_Enunciado_. Transcreva, sem nenhuma alteração, o trecho do texto sobre o relativismo da verdade que se inicia com as palavras "(R) Toda verdade" e se encerra com "o que não é.".

Toda verdade é relativa?
Por: William A.
04 de Abril de 2022

Toda verdade é relativa?

Filosofia Verdade Relativismo Protágoras Nietzsche

 

Uma característica marcante da época pós-moderna em que vivemos é a relativização da verdade, onde uma afirmação não é verdadeira por conta da realidade, mas por conta do que as pessoas determinam. Essa ideia não é exatamente nova. Protágoras, na Grécia antiga, já dizia que o homem é a medida de todas as coisas [1]. Nietzsche, filósofo alemão do século 19, dizia que não há fatos, apenas interpretações [2]. Se Protágoras e Nietzsche estão certos, então a verdade é apenas uma construção humana, toda verdade é relativa a algum ponto de vista e nenhuma verdade pode ser tomada como absoluta, as pessoas é que determinam o que é ou não verdadeiro. Meu propósito com este texto é criticar essa ideia.

 
Primeiro, vamos definir relativismo sobre a verdade (ou relativismo alético, mas, para os fins deste texto, vamos usar apenas a palavra "relativismo"). Chamarei de relativismo a seguinte tese (R):
 
(R) Toda verdade é relativa
 
O que (R) significa? Significa que a verdade de uma afirmação sempre dependerá das crenças e opiniões de uma ou mais pessoas, nenhuma verdade é fixa e imutável. Se uma afirmação é verdadeira, ela é verdadeira porque alguém a definiu assim, seja o próprio indivíduo, seja a cultura em que ele está inserido. Se mudarmos nossa perspectiva ou nossa cultura, então podemos mudar a verdade de uma afirmação. Na concepção relativista, uma mentira contada mil vezes pode muito bem se tornar uma verdade. No fim, somos nós, humanos, que definimos o que é verdade e o que não é.

_Dados fornecidos_.
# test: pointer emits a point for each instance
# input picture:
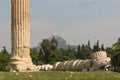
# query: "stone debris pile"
(99, 60)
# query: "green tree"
(4, 59)
(116, 56)
(96, 47)
(78, 54)
(102, 47)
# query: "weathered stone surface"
(20, 37)
(99, 59)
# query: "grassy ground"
(60, 75)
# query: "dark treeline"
(49, 53)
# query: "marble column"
(20, 37)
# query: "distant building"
(61, 43)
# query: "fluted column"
(20, 36)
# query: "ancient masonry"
(20, 37)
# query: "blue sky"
(77, 21)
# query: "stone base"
(21, 65)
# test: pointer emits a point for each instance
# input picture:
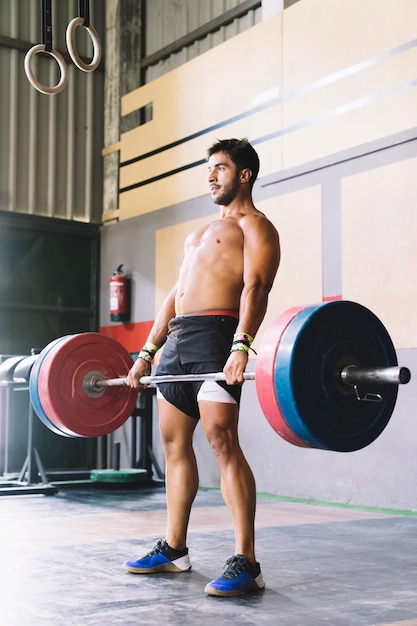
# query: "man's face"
(223, 179)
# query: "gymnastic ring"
(85, 67)
(34, 81)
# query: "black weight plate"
(319, 407)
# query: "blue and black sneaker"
(239, 577)
(162, 558)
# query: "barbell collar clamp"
(353, 375)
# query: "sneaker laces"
(158, 548)
(234, 566)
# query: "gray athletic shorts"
(196, 344)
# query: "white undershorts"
(210, 391)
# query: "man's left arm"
(261, 256)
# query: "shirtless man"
(207, 324)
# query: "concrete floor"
(61, 561)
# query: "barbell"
(326, 377)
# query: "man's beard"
(228, 194)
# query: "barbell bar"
(326, 377)
(350, 374)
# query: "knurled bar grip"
(350, 375)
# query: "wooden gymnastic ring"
(85, 67)
(34, 81)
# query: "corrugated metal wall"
(50, 148)
(169, 21)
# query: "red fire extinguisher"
(119, 296)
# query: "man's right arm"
(157, 337)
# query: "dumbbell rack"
(14, 377)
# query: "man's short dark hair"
(242, 154)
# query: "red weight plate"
(61, 383)
(265, 377)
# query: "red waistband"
(228, 312)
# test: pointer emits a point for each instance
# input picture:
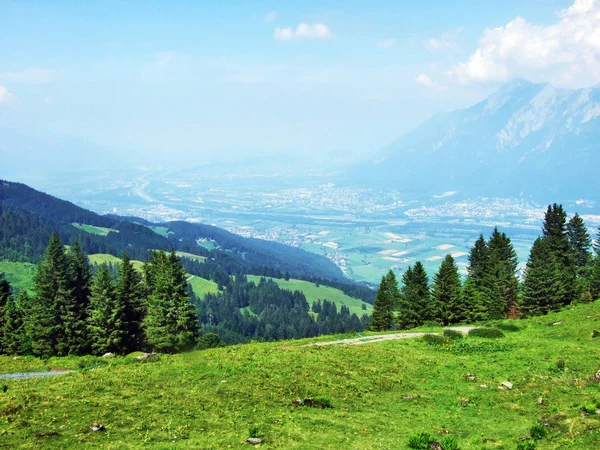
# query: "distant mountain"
(526, 138)
(28, 217)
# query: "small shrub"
(538, 431)
(453, 334)
(437, 340)
(420, 441)
(450, 443)
(489, 333)
(507, 327)
(254, 431)
(526, 445)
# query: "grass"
(93, 229)
(100, 258)
(201, 286)
(312, 292)
(19, 274)
(381, 394)
(191, 256)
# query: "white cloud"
(445, 42)
(566, 53)
(5, 96)
(31, 75)
(271, 17)
(303, 31)
(426, 81)
(386, 43)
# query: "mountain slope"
(27, 217)
(525, 138)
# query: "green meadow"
(380, 394)
(312, 292)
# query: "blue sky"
(209, 80)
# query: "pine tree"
(171, 322)
(12, 334)
(543, 283)
(415, 298)
(53, 297)
(446, 293)
(501, 275)
(385, 302)
(105, 320)
(132, 297)
(76, 311)
(555, 233)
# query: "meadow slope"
(380, 393)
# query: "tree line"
(74, 312)
(561, 269)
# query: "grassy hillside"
(100, 258)
(312, 292)
(100, 231)
(380, 393)
(19, 275)
(201, 287)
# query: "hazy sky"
(209, 80)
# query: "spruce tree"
(105, 320)
(171, 322)
(76, 312)
(132, 297)
(543, 282)
(52, 302)
(387, 297)
(446, 293)
(12, 334)
(415, 298)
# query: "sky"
(203, 81)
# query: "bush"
(526, 445)
(436, 339)
(450, 443)
(507, 327)
(538, 431)
(420, 441)
(453, 334)
(490, 333)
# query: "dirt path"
(384, 337)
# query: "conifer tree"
(53, 297)
(385, 302)
(555, 233)
(171, 322)
(446, 293)
(543, 284)
(415, 298)
(12, 335)
(75, 312)
(105, 320)
(132, 297)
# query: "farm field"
(374, 395)
(312, 292)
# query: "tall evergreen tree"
(555, 233)
(52, 303)
(132, 297)
(385, 302)
(12, 334)
(446, 292)
(415, 298)
(171, 321)
(105, 320)
(543, 282)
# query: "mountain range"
(525, 139)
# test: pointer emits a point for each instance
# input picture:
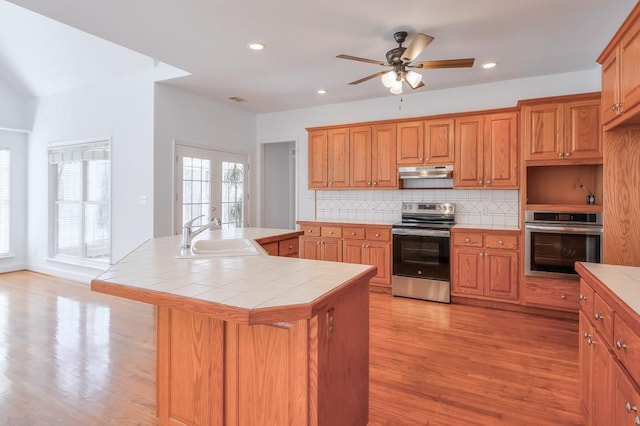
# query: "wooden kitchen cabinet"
(486, 151)
(428, 142)
(485, 265)
(329, 158)
(621, 75)
(562, 128)
(373, 157)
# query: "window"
(81, 195)
(4, 202)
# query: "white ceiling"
(208, 39)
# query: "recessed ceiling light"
(257, 46)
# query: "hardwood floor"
(69, 356)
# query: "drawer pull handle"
(620, 345)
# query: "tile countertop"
(243, 289)
(623, 281)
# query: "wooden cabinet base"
(308, 372)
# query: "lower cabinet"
(485, 265)
(349, 243)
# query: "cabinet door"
(360, 157)
(602, 387)
(501, 274)
(543, 131)
(629, 69)
(384, 172)
(438, 141)
(338, 158)
(585, 364)
(610, 87)
(318, 159)
(501, 150)
(410, 142)
(469, 143)
(583, 132)
(331, 249)
(379, 255)
(467, 271)
(310, 248)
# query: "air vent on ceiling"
(237, 99)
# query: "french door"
(210, 183)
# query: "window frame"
(78, 146)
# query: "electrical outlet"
(330, 313)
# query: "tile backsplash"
(473, 207)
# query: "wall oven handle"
(586, 230)
(421, 232)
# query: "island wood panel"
(621, 236)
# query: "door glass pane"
(196, 180)
(232, 194)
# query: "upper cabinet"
(373, 157)
(329, 158)
(556, 130)
(621, 75)
(486, 151)
(428, 142)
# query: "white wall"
(290, 125)
(193, 120)
(121, 109)
(17, 144)
(14, 108)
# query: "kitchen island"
(255, 339)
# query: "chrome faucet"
(188, 233)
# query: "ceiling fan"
(401, 58)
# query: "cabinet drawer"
(603, 318)
(553, 294)
(378, 234)
(626, 344)
(353, 233)
(467, 239)
(311, 230)
(288, 248)
(586, 298)
(331, 231)
(509, 242)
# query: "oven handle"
(421, 232)
(586, 230)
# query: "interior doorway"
(279, 185)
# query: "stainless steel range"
(421, 251)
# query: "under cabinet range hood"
(416, 177)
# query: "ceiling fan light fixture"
(396, 87)
(389, 78)
(413, 78)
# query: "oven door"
(553, 250)
(421, 254)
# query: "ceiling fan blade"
(355, 58)
(447, 63)
(419, 85)
(417, 45)
(369, 77)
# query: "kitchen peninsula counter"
(252, 339)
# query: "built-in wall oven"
(555, 241)
(421, 251)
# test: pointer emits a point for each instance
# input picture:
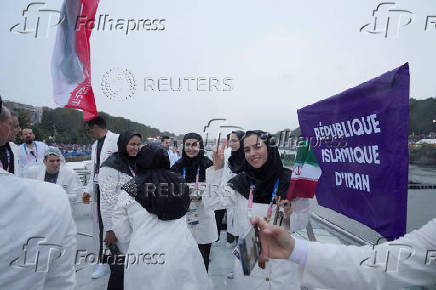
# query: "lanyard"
(35, 149)
(132, 171)
(276, 188)
(197, 177)
(8, 156)
(250, 197)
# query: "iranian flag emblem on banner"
(305, 173)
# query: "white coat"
(111, 181)
(67, 179)
(278, 274)
(28, 159)
(162, 255)
(31, 208)
(205, 232)
(339, 266)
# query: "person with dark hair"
(6, 155)
(54, 171)
(192, 166)
(253, 191)
(97, 121)
(150, 216)
(104, 146)
(117, 170)
(31, 152)
(14, 148)
(34, 214)
(173, 153)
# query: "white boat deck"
(325, 222)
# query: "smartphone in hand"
(249, 250)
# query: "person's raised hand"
(276, 243)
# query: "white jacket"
(111, 181)
(162, 255)
(340, 267)
(35, 216)
(223, 196)
(205, 231)
(67, 179)
(109, 147)
(28, 159)
(279, 274)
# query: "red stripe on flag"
(301, 188)
(83, 96)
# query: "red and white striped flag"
(71, 60)
(305, 173)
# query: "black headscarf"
(121, 160)
(158, 190)
(192, 164)
(236, 160)
(263, 178)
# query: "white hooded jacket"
(36, 217)
(67, 179)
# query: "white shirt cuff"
(299, 254)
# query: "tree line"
(64, 125)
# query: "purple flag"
(360, 141)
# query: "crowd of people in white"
(153, 229)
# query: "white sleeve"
(90, 185)
(108, 180)
(120, 217)
(62, 273)
(301, 210)
(219, 195)
(408, 261)
(75, 188)
(299, 254)
(32, 171)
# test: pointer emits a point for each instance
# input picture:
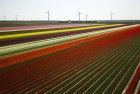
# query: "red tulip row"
(43, 69)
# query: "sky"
(68, 9)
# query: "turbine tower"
(112, 16)
(48, 13)
(4, 18)
(86, 17)
(79, 14)
(16, 17)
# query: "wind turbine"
(4, 18)
(86, 17)
(16, 17)
(79, 15)
(48, 15)
(112, 16)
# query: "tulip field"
(74, 59)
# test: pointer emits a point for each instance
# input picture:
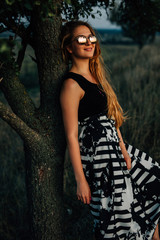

_Resolução_.
(R) Toda verdade é relativa
 
O que (R) significa? Significa que a verdade de uma afirmação sempre dependerá das crenças e opiniões de uma ou mais pessoas, nenhuma verdade é fixa e imutável. Se uma afirmação é verdadeira, ela é verdadeira porque alguém a definiu assim, seja o próprio indivíduo, seja a cultura em que ele está inserido. Se mudarmos nossa perspectiva ou nossa cultura, então podemos mudar a verdade de uma afirmação. Na concepção relativista, uma mentira contada mil vezes pode muito bem se tornar uma verdade. No fim, somos nós, humanos, que definimos o que é verdade e o que não é.